Material shown →
++++++++++++++++++++
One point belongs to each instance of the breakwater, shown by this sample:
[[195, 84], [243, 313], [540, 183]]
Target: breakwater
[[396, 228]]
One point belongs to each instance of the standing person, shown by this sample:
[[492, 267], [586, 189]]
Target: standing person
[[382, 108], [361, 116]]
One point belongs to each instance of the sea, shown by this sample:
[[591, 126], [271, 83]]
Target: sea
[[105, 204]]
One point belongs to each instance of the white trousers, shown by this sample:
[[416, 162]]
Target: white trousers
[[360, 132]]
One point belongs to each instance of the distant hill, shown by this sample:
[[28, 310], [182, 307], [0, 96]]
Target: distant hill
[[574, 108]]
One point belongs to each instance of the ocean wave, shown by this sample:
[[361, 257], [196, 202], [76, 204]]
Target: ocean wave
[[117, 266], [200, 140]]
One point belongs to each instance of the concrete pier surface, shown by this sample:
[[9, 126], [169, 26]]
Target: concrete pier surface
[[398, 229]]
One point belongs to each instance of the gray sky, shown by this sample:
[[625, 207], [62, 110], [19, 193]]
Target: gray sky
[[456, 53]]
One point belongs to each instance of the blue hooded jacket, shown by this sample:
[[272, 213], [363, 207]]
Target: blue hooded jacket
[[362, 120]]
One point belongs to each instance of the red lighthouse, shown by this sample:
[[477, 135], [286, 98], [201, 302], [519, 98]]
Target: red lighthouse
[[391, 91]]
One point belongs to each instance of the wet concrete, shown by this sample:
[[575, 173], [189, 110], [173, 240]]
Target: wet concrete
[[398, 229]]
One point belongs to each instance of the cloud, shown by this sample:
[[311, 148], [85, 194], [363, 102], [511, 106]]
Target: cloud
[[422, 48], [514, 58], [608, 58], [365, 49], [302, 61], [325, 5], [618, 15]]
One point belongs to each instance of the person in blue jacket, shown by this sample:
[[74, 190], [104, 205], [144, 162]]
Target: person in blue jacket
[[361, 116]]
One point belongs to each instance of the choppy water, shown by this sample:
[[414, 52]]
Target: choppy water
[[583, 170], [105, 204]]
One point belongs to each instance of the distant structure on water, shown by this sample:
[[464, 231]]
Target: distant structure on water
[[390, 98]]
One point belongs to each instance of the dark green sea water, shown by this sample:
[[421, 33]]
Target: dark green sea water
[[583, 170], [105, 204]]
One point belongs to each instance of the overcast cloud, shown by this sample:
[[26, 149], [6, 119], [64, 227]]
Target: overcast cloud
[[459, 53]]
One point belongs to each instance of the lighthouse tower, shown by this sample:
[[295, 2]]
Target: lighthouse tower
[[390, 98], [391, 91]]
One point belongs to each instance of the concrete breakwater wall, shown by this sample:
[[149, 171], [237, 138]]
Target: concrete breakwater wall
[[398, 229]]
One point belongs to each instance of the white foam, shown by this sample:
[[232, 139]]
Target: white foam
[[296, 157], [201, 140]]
++++++++++++++++++++
Task description → Reproduce every line of the records above verbatim, keeping each character and the original line order.

The reply →
One point belongs to each instance of the breakwater, shown by this sample:
[[195, 84], [243, 313], [540, 183]]
Target: breakwater
[[396, 228]]
One point belongs to each instance of the standing person, shown by this sample:
[[492, 267], [586, 189]]
Target: standing person
[[382, 108], [361, 116]]
One point belongs to each instance of the sea, shown by this sample:
[[591, 126], [271, 83]]
Target: sea
[[105, 204]]
One point belongs to each instance of the white trousers, shown by this sample:
[[416, 162]]
Target: white trousers
[[360, 132]]
One point belongs to each instance of the distant hill, shown by this sample:
[[28, 310], [182, 307], [0, 96]]
Target: distant hill
[[574, 108]]
One point belongs to each instance of the ocean wave, shown by this sample:
[[361, 257], [196, 202], [76, 204]]
Target: ocean wave
[[117, 266], [200, 140]]
One point belongs to each instance of the concrete pier surface, shown by this sample:
[[9, 126], [169, 26]]
Target: concrete pier surface
[[398, 229]]
One point belongs to each instance of the gray sky, shown by this sample:
[[625, 207], [62, 110], [19, 193]]
Target: gray sky
[[456, 53]]
One point belongs to each instance of the blue hooded jacket, shown by this sample:
[[272, 213], [363, 207]]
Target: blue hooded jacket
[[362, 120]]
One point belongs to each instance of the red lighthouse, shown by this sample:
[[477, 135], [286, 98], [201, 302], [519, 98]]
Target: red lighthouse
[[391, 91]]
One point belongs to each instance of the wet concrete, shown by this sample:
[[575, 173], [189, 110], [173, 240]]
Target: wet concrete
[[398, 229]]
One point belongs to each instance of the cloud, shown by this sample:
[[311, 148], [85, 194], [363, 102], [511, 106]]
Target: cloud
[[422, 48], [514, 58], [608, 58], [365, 49], [302, 61], [325, 5], [618, 15]]
One point belongs to each instance of the person in blue jacket, shown by this sample:
[[74, 190], [104, 205], [144, 162]]
Target: person in blue jacket
[[361, 116]]
One point belongs to each instance of the choppy water, shown by this sample:
[[414, 52]]
Target: choppy water
[[583, 170], [105, 204]]
One point belongs to each instance of the distant structure on water, shown by this sample:
[[464, 231]]
Target: distant structure on water
[[390, 98]]
One point belongs to each instance of the dark green sea water, shown by this sample:
[[421, 33]]
Target: dark green sea water
[[583, 170], [105, 204]]
One point belongs to each instance of the overcast cloud, shown by this sample:
[[26, 149], [6, 119], [64, 227]]
Target: overcast cloud
[[459, 53]]
One point belongs to each instance of the lighthouse tower, shown by this sample:
[[295, 2]]
Target: lighthouse tower
[[390, 98], [391, 91]]
One point belongs to each instance of the concrete breakwater wall, shown by this sample:
[[149, 171], [237, 138]]
Target: concrete breakwater wall
[[398, 229]]
One point belongs to each instance of the white foam, shown by this sample:
[[232, 139]]
Target: white foam
[[296, 157], [201, 140]]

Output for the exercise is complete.